### WHAT IS REQUIRED
Rewrite the lines below, swapping "denim jacket" for "leather jacket" and changing nothing else. Leave the pictures out.

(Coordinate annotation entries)

====

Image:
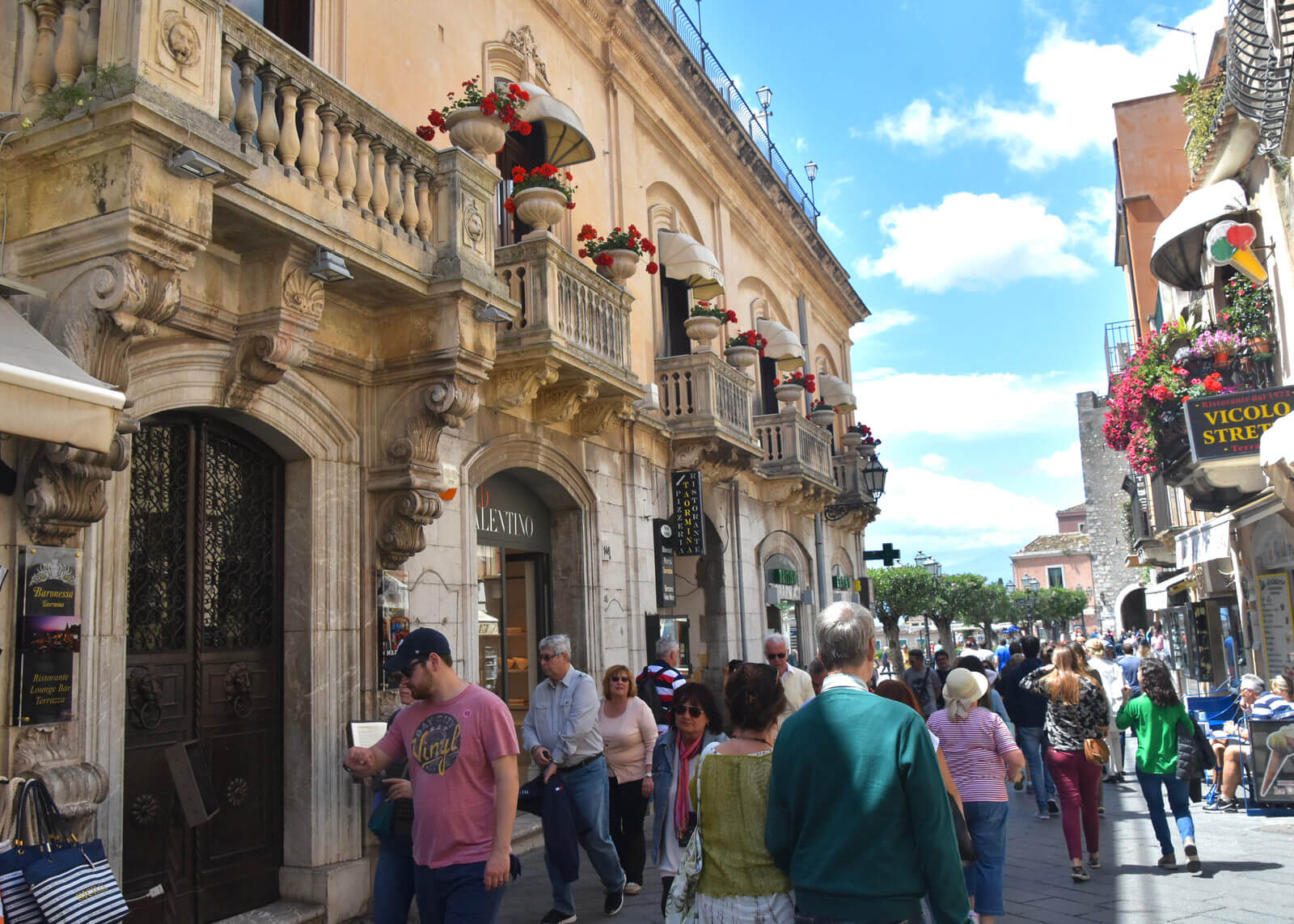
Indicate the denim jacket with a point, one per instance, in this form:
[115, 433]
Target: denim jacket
[663, 777]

====

### FULL RESPONSE
Image:
Indicate the leather jacket with a point, one per instance, in this form:
[115, 433]
Target: leather jacket
[663, 777]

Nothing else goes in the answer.